─── RECORDS ───

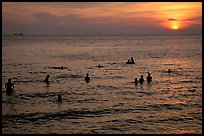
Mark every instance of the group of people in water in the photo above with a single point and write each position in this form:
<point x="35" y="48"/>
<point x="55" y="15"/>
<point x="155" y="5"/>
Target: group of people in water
<point x="9" y="85"/>
<point x="141" y="80"/>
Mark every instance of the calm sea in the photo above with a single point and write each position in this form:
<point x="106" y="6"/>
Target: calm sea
<point x="110" y="102"/>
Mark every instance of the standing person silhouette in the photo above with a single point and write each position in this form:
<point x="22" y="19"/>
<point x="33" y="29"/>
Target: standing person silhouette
<point x="46" y="80"/>
<point x="87" y="78"/>
<point x="141" y="80"/>
<point x="9" y="87"/>
<point x="149" y="78"/>
<point x="136" y="81"/>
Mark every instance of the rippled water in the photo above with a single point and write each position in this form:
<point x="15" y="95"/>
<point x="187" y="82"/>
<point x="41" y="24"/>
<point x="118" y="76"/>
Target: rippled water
<point x="110" y="102"/>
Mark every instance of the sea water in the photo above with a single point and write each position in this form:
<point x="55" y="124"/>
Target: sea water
<point x="110" y="103"/>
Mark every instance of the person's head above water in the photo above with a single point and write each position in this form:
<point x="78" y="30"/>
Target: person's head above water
<point x="9" y="80"/>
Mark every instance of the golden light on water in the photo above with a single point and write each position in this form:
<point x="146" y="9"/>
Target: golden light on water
<point x="175" y="26"/>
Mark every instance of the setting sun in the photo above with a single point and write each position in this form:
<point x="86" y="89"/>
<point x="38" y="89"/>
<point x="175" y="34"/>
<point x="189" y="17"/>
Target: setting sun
<point x="175" y="27"/>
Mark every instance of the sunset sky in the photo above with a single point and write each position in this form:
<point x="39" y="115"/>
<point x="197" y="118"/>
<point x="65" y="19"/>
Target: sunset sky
<point x="101" y="18"/>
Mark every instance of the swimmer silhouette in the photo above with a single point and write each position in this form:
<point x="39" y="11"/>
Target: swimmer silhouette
<point x="9" y="87"/>
<point x="169" y="71"/>
<point x="87" y="78"/>
<point x="99" y="66"/>
<point x="149" y="78"/>
<point x="59" y="98"/>
<point x="141" y="80"/>
<point x="136" y="81"/>
<point x="46" y="80"/>
<point x="130" y="61"/>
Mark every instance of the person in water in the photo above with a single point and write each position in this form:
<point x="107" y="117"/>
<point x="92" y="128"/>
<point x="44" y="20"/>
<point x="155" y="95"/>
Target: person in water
<point x="149" y="78"/>
<point x="169" y="71"/>
<point x="136" y="81"/>
<point x="59" y="98"/>
<point x="87" y="78"/>
<point x="141" y="80"/>
<point x="132" y="60"/>
<point x="9" y="87"/>
<point x="47" y="80"/>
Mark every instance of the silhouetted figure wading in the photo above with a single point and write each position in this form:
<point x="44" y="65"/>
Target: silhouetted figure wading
<point x="130" y="61"/>
<point x="47" y="80"/>
<point x="87" y="78"/>
<point x="149" y="78"/>
<point x="59" y="98"/>
<point x="9" y="87"/>
<point x="136" y="81"/>
<point x="141" y="80"/>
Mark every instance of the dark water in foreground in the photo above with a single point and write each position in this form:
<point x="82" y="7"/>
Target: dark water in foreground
<point x="110" y="103"/>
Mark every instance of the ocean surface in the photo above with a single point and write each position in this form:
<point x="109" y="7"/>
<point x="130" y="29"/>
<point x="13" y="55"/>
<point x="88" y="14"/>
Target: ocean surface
<point x="110" y="103"/>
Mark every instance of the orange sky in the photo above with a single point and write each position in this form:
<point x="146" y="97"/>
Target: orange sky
<point x="102" y="16"/>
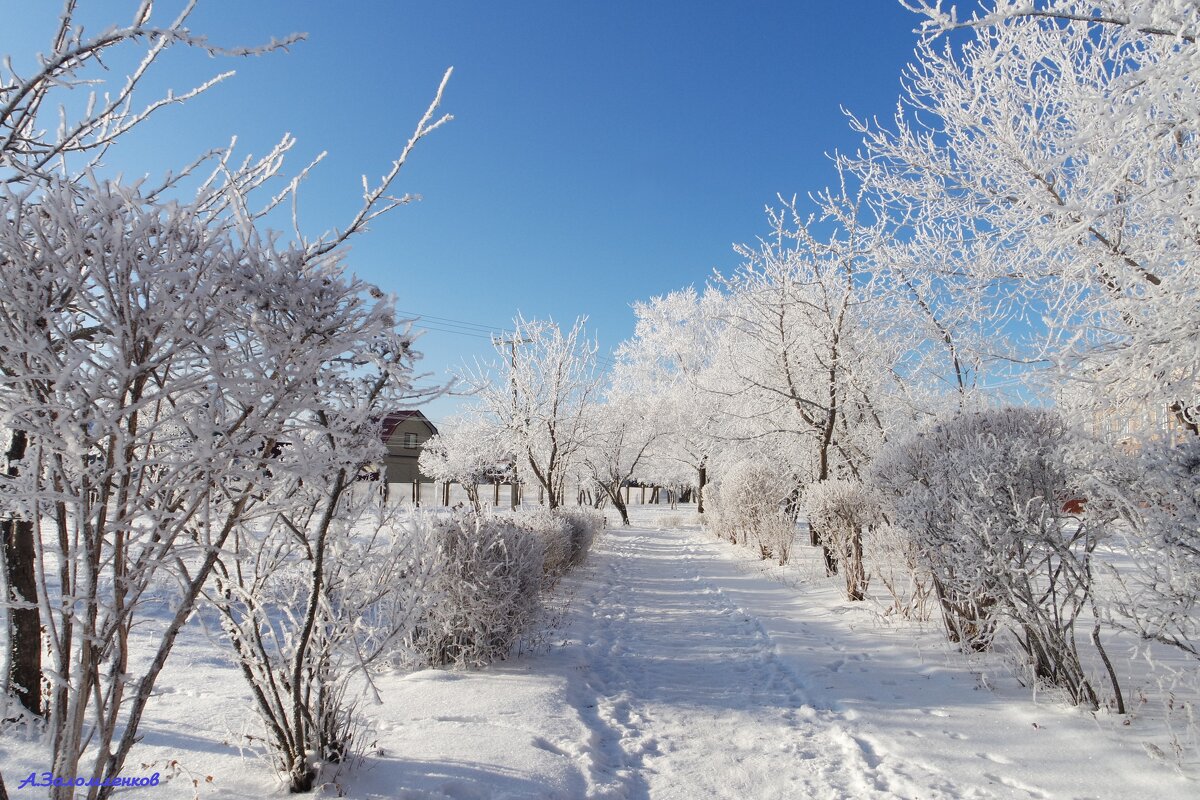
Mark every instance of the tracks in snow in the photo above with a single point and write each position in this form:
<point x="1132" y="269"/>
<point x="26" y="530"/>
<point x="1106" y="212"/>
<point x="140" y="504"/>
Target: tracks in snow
<point x="685" y="696"/>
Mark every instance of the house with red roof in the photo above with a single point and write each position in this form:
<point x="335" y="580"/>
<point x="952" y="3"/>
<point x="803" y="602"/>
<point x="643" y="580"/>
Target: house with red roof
<point x="403" y="433"/>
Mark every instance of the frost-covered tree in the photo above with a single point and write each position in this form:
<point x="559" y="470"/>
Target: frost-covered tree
<point x="670" y="352"/>
<point x="623" y="429"/>
<point x="156" y="356"/>
<point x="983" y="495"/>
<point x="467" y="450"/>
<point x="1047" y="154"/>
<point x="539" y="395"/>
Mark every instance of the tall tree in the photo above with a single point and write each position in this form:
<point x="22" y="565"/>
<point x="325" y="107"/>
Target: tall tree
<point x="539" y="394"/>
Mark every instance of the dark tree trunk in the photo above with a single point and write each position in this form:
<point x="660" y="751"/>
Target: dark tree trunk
<point x="24" y="620"/>
<point x="618" y="503"/>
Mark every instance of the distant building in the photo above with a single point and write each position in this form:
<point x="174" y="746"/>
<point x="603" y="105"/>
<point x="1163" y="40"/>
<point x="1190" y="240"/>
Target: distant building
<point x="403" y="433"/>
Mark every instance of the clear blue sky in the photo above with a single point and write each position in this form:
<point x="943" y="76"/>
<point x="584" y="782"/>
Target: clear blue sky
<point x="601" y="152"/>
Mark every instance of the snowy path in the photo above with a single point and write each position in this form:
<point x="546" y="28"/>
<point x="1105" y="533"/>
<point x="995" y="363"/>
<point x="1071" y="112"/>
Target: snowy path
<point x="683" y="673"/>
<point x="687" y="697"/>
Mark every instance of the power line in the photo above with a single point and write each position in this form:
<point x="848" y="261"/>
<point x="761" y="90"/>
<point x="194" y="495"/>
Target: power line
<point x="475" y="330"/>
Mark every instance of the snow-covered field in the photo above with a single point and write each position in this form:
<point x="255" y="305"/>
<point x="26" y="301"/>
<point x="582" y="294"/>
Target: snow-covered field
<point x="682" y="667"/>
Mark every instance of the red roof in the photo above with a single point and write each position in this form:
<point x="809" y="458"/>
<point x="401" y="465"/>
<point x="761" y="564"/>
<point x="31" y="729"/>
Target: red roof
<point x="395" y="417"/>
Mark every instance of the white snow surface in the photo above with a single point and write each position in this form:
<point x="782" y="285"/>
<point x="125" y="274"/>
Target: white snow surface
<point x="682" y="668"/>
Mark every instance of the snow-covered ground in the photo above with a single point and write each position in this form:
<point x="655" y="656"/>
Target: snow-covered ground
<point x="682" y="668"/>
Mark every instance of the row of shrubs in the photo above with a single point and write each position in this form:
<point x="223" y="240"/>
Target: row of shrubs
<point x="489" y="579"/>
<point x="1007" y="523"/>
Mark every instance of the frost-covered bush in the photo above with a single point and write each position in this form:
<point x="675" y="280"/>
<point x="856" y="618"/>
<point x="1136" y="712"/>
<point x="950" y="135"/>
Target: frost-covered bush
<point x="553" y="531"/>
<point x="894" y="561"/>
<point x="567" y="535"/>
<point x="487" y="587"/>
<point x="1156" y="493"/>
<point x="307" y="601"/>
<point x="582" y="525"/>
<point x="841" y="510"/>
<point x="982" y="494"/>
<point x="750" y="507"/>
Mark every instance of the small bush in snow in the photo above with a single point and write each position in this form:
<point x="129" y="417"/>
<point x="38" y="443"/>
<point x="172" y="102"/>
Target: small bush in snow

───

* **PROBLEM REQUIREMENTS**: Pictures are excluded; output everything else in the data verbatim.

* **OUTPUT OF THE EXERCISE**:
Mark every instance of the group of people in water in the photo above with a single point and write each position in this form:
<point x="35" y="48"/>
<point x="55" y="15"/>
<point x="155" y="5"/>
Target: group of people in water
<point x="9" y="85"/>
<point x="141" y="80"/>
Mark every instance of the calm sea in the photo above with a single point and write each position in this form:
<point x="106" y="6"/>
Target: calm sea
<point x="110" y="102"/>
Mark every instance of the standing person silhouette in the photo above with a single point and write each position in this form:
<point x="22" y="19"/>
<point x="33" y="29"/>
Target: standing person silhouette
<point x="46" y="80"/>
<point x="87" y="78"/>
<point x="141" y="80"/>
<point x="9" y="87"/>
<point x="149" y="78"/>
<point x="136" y="81"/>
Mark every instance of the rippled water in the photo above with a single point and write each position in this form:
<point x="15" y="95"/>
<point x="187" y="82"/>
<point x="41" y="24"/>
<point x="118" y="76"/>
Target: rippled water
<point x="110" y="102"/>
Mark every instance of the sea water in the photo above with a single point and write each position in this form:
<point x="55" y="124"/>
Target: sea water
<point x="110" y="103"/>
Mark every instance of the person's head above water in the photo above with a single point and write each position in this form:
<point x="78" y="30"/>
Target: person's head above water
<point x="9" y="80"/>
Mark every instance of the golden light on water in the photo above with a single point and write each position in this form:
<point x="146" y="9"/>
Target: golden light on water
<point x="175" y="26"/>
Mark every instance of the setting sun in the photo above with a single point and write each position in this form:
<point x="86" y="89"/>
<point x="38" y="89"/>
<point x="175" y="34"/>
<point x="189" y="17"/>
Target: setting sun
<point x="175" y="27"/>
Mark every instance of the sunset sky in the photo above with a single point and write each position in this form:
<point x="39" y="115"/>
<point x="197" y="118"/>
<point x="65" y="19"/>
Target: sunset sky
<point x="101" y="18"/>
Mark every instance of the swimmer silhouette in the photo above with a single point and write each position in this form:
<point x="39" y="11"/>
Target: swimmer silhouette
<point x="9" y="87"/>
<point x="169" y="71"/>
<point x="87" y="78"/>
<point x="99" y="66"/>
<point x="149" y="78"/>
<point x="59" y="98"/>
<point x="141" y="80"/>
<point x="136" y="81"/>
<point x="46" y="80"/>
<point x="130" y="61"/>
Mark every instance of the person in water in the photo above with a single point and write each position in this form:
<point x="107" y="117"/>
<point x="92" y="128"/>
<point x="44" y="20"/>
<point x="155" y="95"/>
Target: person in water
<point x="149" y="78"/>
<point x="169" y="71"/>
<point x="136" y="81"/>
<point x="59" y="98"/>
<point x="87" y="78"/>
<point x="141" y="80"/>
<point x="132" y="60"/>
<point x="9" y="87"/>
<point x="47" y="80"/>
Mark every instance of the silhouetted figure wading in the photo above with a single point and write each position in this form:
<point x="44" y="65"/>
Target: silhouetted figure wading
<point x="130" y="61"/>
<point x="47" y="80"/>
<point x="87" y="78"/>
<point x="149" y="78"/>
<point x="59" y="98"/>
<point x="9" y="87"/>
<point x="136" y="81"/>
<point x="141" y="80"/>
Mark every instance of the dark water in foreground in the photo above with a single point and write each position in this form:
<point x="82" y="7"/>
Target: dark water in foreground
<point x="110" y="103"/>
Mark every instance of the ocean surface in the photo above with a single point and write each position in this form:
<point x="109" y="7"/>
<point x="130" y="29"/>
<point x="13" y="55"/>
<point x="88" y="14"/>
Target: ocean surface
<point x="110" y="103"/>
Mark every instance of the orange sky in the photo above with a single point and write each position in this form:
<point x="146" y="97"/>
Target: orange sky
<point x="102" y="16"/>
Mark every instance of the tracks in snow in the photo above with a single point and write each position in this form:
<point x="1132" y="269"/>
<point x="26" y="530"/>
<point x="1106" y="212"/>
<point x="140" y="504"/>
Target: tracks in snow
<point x="685" y="696"/>
Mark every instance of the house with red roof in the photo above with a single point and write each position in this form:
<point x="335" y="580"/>
<point x="952" y="3"/>
<point x="803" y="602"/>
<point x="643" y="580"/>
Target: house with red roof
<point x="403" y="433"/>
Mark every instance of the frost-covered tree in the photo above with a single point and write each position in this form:
<point x="559" y="470"/>
Target: frost-covered tree
<point x="670" y="352"/>
<point x="623" y="429"/>
<point x="156" y="356"/>
<point x="983" y="495"/>
<point x="467" y="450"/>
<point x="1047" y="154"/>
<point x="539" y="395"/>
Mark every instance of the tall tree in the photo above with a single point and write each position in this form:
<point x="22" y="565"/>
<point x="325" y="107"/>
Target: tall tree
<point x="539" y="394"/>
Mark every instance of the dark tree trunk in the photo above with a single point and write each position in this form:
<point x="660" y="751"/>
Target: dark tree trunk
<point x="24" y="620"/>
<point x="618" y="503"/>
Mark every instance of the distant building in the photo above with a single point and write each position in this form:
<point x="174" y="746"/>
<point x="603" y="105"/>
<point x="1163" y="40"/>
<point x="1190" y="240"/>
Target: distant building
<point x="403" y="433"/>
Mark every instance of the clear blue sky in the photo above with a single point and write each position in this form:
<point x="943" y="76"/>
<point x="584" y="782"/>
Target: clear blue sky
<point x="601" y="152"/>
Mark every instance of the snowy path in the photo above with a single point and write each position in this form:
<point x="546" y="28"/>
<point x="1105" y="533"/>
<point x="995" y="363"/>
<point x="1071" y="112"/>
Target: snowy path
<point x="683" y="673"/>
<point x="687" y="697"/>
Mark every instance of the power line in the photo above with a single point and write each position in this form:
<point x="848" y="261"/>
<point x="761" y="90"/>
<point x="194" y="495"/>
Target: power line
<point x="475" y="330"/>
Mark every instance of the snow-covered field in the photo above with a single point and write each position in this form:
<point x="255" y="305"/>
<point x="26" y="301"/>
<point x="582" y="294"/>
Target: snow-covered field
<point x="682" y="667"/>
Mark every instance of the red roof in the photo above with a single point and write each position in this form:
<point x="809" y="458"/>
<point x="401" y="465"/>
<point x="761" y="564"/>
<point x="31" y="729"/>
Target: red roof
<point x="395" y="417"/>
Mark every instance of the white snow surface in the photo above with a single point and write each position in this form:
<point x="782" y="285"/>
<point x="125" y="274"/>
Target: white snow surface
<point x="682" y="668"/>
Mark every instance of the snow-covered ground in the photo above with a single point and write each position in this form:
<point x="655" y="656"/>
Target: snow-covered ground
<point x="682" y="668"/>
Mark every instance of the row of shrubs in the photo above with a single point and write each position in this form:
<point x="223" y="240"/>
Target: row of shrubs
<point x="489" y="579"/>
<point x="1007" y="523"/>
Mark every instance of the frost-covered bush in the photo above with a single point and write each position in this form:
<point x="675" y="280"/>
<point x="856" y="618"/>
<point x="1136" y="712"/>
<point x="950" y="135"/>
Target: frost-covered bush
<point x="553" y="531"/>
<point x="894" y="561"/>
<point x="567" y="535"/>
<point x="487" y="587"/>
<point x="1156" y="493"/>
<point x="307" y="601"/>
<point x="582" y="525"/>
<point x="841" y="510"/>
<point x="982" y="494"/>
<point x="750" y="507"/>
Mark every instance of the small bush in snow in the photo above with a single point and write each position in this form:
<point x="129" y="417"/>
<point x="38" y="443"/>
<point x="172" y="102"/>
Target: small bush in snow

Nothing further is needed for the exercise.